INSTRUCTIONS FOR THE TASK: The output must reproduce each line of the data word for word.

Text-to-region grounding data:
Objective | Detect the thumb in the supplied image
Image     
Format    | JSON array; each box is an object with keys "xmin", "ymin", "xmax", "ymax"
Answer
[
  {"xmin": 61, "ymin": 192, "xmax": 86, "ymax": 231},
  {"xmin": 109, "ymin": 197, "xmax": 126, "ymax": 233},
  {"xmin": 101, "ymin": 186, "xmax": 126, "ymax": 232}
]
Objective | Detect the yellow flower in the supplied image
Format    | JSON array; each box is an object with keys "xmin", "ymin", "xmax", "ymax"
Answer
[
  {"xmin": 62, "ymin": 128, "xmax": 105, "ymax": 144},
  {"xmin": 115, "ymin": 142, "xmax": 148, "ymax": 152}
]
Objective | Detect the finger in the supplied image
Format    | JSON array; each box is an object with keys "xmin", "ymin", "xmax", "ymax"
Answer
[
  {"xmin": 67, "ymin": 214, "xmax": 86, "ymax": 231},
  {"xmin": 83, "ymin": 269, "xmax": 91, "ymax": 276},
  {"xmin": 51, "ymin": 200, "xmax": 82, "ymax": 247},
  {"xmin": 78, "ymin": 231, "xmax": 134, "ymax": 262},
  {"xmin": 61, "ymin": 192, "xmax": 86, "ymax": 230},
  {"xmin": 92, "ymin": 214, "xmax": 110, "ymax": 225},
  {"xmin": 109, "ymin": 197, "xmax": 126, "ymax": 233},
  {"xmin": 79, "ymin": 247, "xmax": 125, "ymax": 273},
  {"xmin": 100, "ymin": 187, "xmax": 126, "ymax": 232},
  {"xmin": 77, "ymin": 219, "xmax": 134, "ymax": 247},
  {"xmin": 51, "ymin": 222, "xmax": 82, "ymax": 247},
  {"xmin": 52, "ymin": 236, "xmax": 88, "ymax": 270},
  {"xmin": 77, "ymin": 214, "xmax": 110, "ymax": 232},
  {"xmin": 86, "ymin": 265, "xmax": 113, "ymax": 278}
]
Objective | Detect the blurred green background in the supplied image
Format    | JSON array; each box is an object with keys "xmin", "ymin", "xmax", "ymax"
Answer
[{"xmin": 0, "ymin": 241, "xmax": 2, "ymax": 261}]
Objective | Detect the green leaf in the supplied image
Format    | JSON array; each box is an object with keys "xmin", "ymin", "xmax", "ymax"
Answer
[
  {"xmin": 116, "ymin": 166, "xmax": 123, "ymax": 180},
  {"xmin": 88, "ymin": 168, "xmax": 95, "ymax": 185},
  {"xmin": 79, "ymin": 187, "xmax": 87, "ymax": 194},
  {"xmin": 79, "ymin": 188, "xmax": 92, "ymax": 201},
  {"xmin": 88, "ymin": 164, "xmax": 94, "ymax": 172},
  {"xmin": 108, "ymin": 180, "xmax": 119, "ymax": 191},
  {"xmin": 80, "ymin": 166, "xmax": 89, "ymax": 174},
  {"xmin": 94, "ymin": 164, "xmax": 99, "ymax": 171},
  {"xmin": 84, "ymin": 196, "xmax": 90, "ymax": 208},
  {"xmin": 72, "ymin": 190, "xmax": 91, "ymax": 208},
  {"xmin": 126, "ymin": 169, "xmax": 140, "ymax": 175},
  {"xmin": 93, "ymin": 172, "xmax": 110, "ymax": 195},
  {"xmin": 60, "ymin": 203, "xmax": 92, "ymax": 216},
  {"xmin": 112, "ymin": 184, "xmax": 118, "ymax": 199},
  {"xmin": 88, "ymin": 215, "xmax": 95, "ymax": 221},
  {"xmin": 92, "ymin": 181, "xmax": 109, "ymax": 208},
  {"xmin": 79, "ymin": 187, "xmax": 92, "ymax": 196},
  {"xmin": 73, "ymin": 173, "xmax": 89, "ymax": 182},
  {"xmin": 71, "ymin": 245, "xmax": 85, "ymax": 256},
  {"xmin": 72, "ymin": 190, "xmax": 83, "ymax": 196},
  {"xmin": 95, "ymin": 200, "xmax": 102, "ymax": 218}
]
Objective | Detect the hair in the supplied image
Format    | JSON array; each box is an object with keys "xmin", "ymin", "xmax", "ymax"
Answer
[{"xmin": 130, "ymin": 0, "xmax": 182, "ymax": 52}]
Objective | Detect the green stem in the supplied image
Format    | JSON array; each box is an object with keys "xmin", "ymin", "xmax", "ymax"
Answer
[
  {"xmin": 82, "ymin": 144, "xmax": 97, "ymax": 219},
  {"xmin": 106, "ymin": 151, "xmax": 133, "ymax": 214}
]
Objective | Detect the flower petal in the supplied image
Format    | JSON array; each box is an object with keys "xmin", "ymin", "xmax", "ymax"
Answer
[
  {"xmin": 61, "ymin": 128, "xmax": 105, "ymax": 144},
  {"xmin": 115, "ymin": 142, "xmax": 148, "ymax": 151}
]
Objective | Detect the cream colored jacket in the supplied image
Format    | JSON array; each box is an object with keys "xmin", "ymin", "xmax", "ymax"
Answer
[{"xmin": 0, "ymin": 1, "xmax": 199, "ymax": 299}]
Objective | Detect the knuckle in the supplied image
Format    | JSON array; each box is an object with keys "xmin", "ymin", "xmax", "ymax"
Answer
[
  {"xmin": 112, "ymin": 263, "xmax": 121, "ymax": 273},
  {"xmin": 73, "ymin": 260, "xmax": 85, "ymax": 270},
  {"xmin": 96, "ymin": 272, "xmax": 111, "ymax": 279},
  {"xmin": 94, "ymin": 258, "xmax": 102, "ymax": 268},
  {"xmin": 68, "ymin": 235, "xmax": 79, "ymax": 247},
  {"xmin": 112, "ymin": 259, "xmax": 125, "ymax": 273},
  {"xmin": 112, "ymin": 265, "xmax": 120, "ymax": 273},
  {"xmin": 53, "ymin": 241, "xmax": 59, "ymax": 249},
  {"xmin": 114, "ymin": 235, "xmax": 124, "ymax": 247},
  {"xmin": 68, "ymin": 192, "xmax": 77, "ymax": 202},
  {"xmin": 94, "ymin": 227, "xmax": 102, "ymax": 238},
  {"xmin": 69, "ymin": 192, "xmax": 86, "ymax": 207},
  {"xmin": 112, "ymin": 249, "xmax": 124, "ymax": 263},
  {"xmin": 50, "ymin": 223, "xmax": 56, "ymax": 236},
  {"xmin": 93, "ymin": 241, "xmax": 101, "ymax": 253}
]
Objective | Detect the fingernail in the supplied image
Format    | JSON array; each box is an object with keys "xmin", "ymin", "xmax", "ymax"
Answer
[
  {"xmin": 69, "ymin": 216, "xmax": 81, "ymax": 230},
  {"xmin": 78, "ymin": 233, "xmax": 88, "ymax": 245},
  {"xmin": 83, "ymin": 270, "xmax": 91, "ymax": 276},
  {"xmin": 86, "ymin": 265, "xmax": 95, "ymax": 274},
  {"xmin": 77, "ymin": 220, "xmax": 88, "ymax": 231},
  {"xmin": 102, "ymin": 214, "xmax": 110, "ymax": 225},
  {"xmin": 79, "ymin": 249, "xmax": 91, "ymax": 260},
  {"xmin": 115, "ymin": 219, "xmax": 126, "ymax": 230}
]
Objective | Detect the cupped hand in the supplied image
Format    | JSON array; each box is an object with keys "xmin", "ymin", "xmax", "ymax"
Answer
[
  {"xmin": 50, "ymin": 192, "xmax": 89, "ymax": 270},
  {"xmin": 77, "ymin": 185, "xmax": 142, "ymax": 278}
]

OUTPUT BELOW:
Objective | Detect the thumb in the supplied image
Image     
Format    | JSON array; each box is an object with keys "xmin", "ymin", "xmax", "ymax"
Answer
[
  {"xmin": 61, "ymin": 192, "xmax": 86, "ymax": 231},
  {"xmin": 109, "ymin": 197, "xmax": 126, "ymax": 233},
  {"xmin": 101, "ymin": 186, "xmax": 126, "ymax": 232}
]
Objective | Detect the yellow flower in the supplied image
Format    | JSON array; each box is an object with keys "xmin", "ymin", "xmax", "ymax"
Answer
[
  {"xmin": 62, "ymin": 128, "xmax": 105, "ymax": 144},
  {"xmin": 115, "ymin": 142, "xmax": 148, "ymax": 152}
]
Objective | Detect the finger in the supplied image
Format    | JSON array; each box is an object with keys "xmin", "ymin", "xmax", "ymax"
Answer
[
  {"xmin": 67, "ymin": 214, "xmax": 86, "ymax": 231},
  {"xmin": 83, "ymin": 269, "xmax": 91, "ymax": 276},
  {"xmin": 51, "ymin": 200, "xmax": 82, "ymax": 247},
  {"xmin": 78, "ymin": 231, "xmax": 134, "ymax": 262},
  {"xmin": 61, "ymin": 192, "xmax": 86, "ymax": 230},
  {"xmin": 92, "ymin": 214, "xmax": 110, "ymax": 225},
  {"xmin": 109, "ymin": 197, "xmax": 126, "ymax": 233},
  {"xmin": 79, "ymin": 247, "xmax": 125, "ymax": 273},
  {"xmin": 100, "ymin": 187, "xmax": 126, "ymax": 232},
  {"xmin": 77, "ymin": 219, "xmax": 134, "ymax": 247},
  {"xmin": 51, "ymin": 222, "xmax": 82, "ymax": 247},
  {"xmin": 52, "ymin": 236, "xmax": 88, "ymax": 270},
  {"xmin": 77, "ymin": 214, "xmax": 110, "ymax": 232},
  {"xmin": 86, "ymin": 265, "xmax": 113, "ymax": 278}
]
Objective | Detect the blurred green background in the supplied image
Format    | JSON array; each box is an object with keys "xmin", "ymin", "xmax", "ymax"
Answer
[{"xmin": 0, "ymin": 241, "xmax": 2, "ymax": 261}]
Objective | Detect the green leaf in the supplied image
Format    | JSON array; each box is an object with keys "xmin", "ymin", "xmax", "ymax"
Answer
[
  {"xmin": 116, "ymin": 166, "xmax": 123, "ymax": 180},
  {"xmin": 88, "ymin": 168, "xmax": 95, "ymax": 185},
  {"xmin": 79, "ymin": 187, "xmax": 87, "ymax": 194},
  {"xmin": 79, "ymin": 188, "xmax": 92, "ymax": 201},
  {"xmin": 88, "ymin": 164, "xmax": 94, "ymax": 172},
  {"xmin": 108, "ymin": 180, "xmax": 119, "ymax": 191},
  {"xmin": 80, "ymin": 166, "xmax": 89, "ymax": 174},
  {"xmin": 94, "ymin": 164, "xmax": 99, "ymax": 171},
  {"xmin": 84, "ymin": 196, "xmax": 90, "ymax": 208},
  {"xmin": 72, "ymin": 190, "xmax": 91, "ymax": 208},
  {"xmin": 126, "ymin": 169, "xmax": 140, "ymax": 175},
  {"xmin": 93, "ymin": 172, "xmax": 110, "ymax": 195},
  {"xmin": 60, "ymin": 203, "xmax": 92, "ymax": 216},
  {"xmin": 112, "ymin": 184, "xmax": 118, "ymax": 199},
  {"xmin": 88, "ymin": 215, "xmax": 95, "ymax": 221},
  {"xmin": 92, "ymin": 181, "xmax": 109, "ymax": 208},
  {"xmin": 79, "ymin": 187, "xmax": 92, "ymax": 196},
  {"xmin": 73, "ymin": 173, "xmax": 89, "ymax": 182},
  {"xmin": 71, "ymin": 245, "xmax": 85, "ymax": 256},
  {"xmin": 72, "ymin": 190, "xmax": 83, "ymax": 196},
  {"xmin": 95, "ymin": 200, "xmax": 102, "ymax": 218}
]
Objective | Detect the hair in the supplied image
Format    | JSON array; each box is an object with keys "xmin", "ymin", "xmax", "ymax"
Answer
[{"xmin": 130, "ymin": 0, "xmax": 182, "ymax": 52}]
Objective | Detect the green stem in the supplied image
Format    | JSON array; each box is an object with keys "xmin", "ymin", "xmax", "ymax"
Answer
[
  {"xmin": 82, "ymin": 144, "xmax": 97, "ymax": 219},
  {"xmin": 106, "ymin": 151, "xmax": 133, "ymax": 214}
]
Objective | Detect the flower petal in the supplied image
Format    | JSON array; each box is an object with keys "xmin", "ymin", "xmax", "ymax"
Answer
[
  {"xmin": 61, "ymin": 128, "xmax": 105, "ymax": 144},
  {"xmin": 115, "ymin": 142, "xmax": 148, "ymax": 151}
]
Objective | Detect the cream colored jacket in the supplied image
Format    | JSON array; each box is an object with keys "xmin", "ymin", "xmax", "ymax"
Answer
[{"xmin": 0, "ymin": 1, "xmax": 199, "ymax": 299}]
Objective | Detect the knuckle in the supplied image
Format    | JSON array; each box is an object with keys "xmin", "ymin", "xmax", "ymax"
Answer
[
  {"xmin": 112, "ymin": 263, "xmax": 121, "ymax": 273},
  {"xmin": 73, "ymin": 260, "xmax": 85, "ymax": 270},
  {"xmin": 96, "ymin": 272, "xmax": 111, "ymax": 279},
  {"xmin": 94, "ymin": 258, "xmax": 102, "ymax": 268},
  {"xmin": 68, "ymin": 235, "xmax": 79, "ymax": 247},
  {"xmin": 112, "ymin": 259, "xmax": 125, "ymax": 273},
  {"xmin": 112, "ymin": 265, "xmax": 120, "ymax": 273},
  {"xmin": 53, "ymin": 241, "xmax": 59, "ymax": 249},
  {"xmin": 114, "ymin": 235, "xmax": 124, "ymax": 247},
  {"xmin": 68, "ymin": 192, "xmax": 77, "ymax": 202},
  {"xmin": 94, "ymin": 227, "xmax": 102, "ymax": 238},
  {"xmin": 69, "ymin": 192, "xmax": 86, "ymax": 207},
  {"xmin": 112, "ymin": 249, "xmax": 124, "ymax": 263},
  {"xmin": 50, "ymin": 223, "xmax": 56, "ymax": 236},
  {"xmin": 93, "ymin": 241, "xmax": 101, "ymax": 253}
]
Objective | Detect the fingernail in the supplied image
Format    | JSON array; each box is an object with keys "xmin", "ymin", "xmax", "ymax"
Answer
[
  {"xmin": 69, "ymin": 216, "xmax": 81, "ymax": 230},
  {"xmin": 78, "ymin": 233, "xmax": 88, "ymax": 245},
  {"xmin": 83, "ymin": 270, "xmax": 91, "ymax": 276},
  {"xmin": 86, "ymin": 265, "xmax": 95, "ymax": 274},
  {"xmin": 77, "ymin": 220, "xmax": 88, "ymax": 231},
  {"xmin": 102, "ymin": 214, "xmax": 110, "ymax": 225},
  {"xmin": 79, "ymin": 249, "xmax": 91, "ymax": 260},
  {"xmin": 115, "ymin": 219, "xmax": 126, "ymax": 230}
]
Objective | Detect the cupped hand in the supplied image
Format    | JSON array; each box is an object with keys "xmin", "ymin", "xmax", "ymax"
Answer
[
  {"xmin": 50, "ymin": 192, "xmax": 89, "ymax": 270},
  {"xmin": 77, "ymin": 185, "xmax": 142, "ymax": 278}
]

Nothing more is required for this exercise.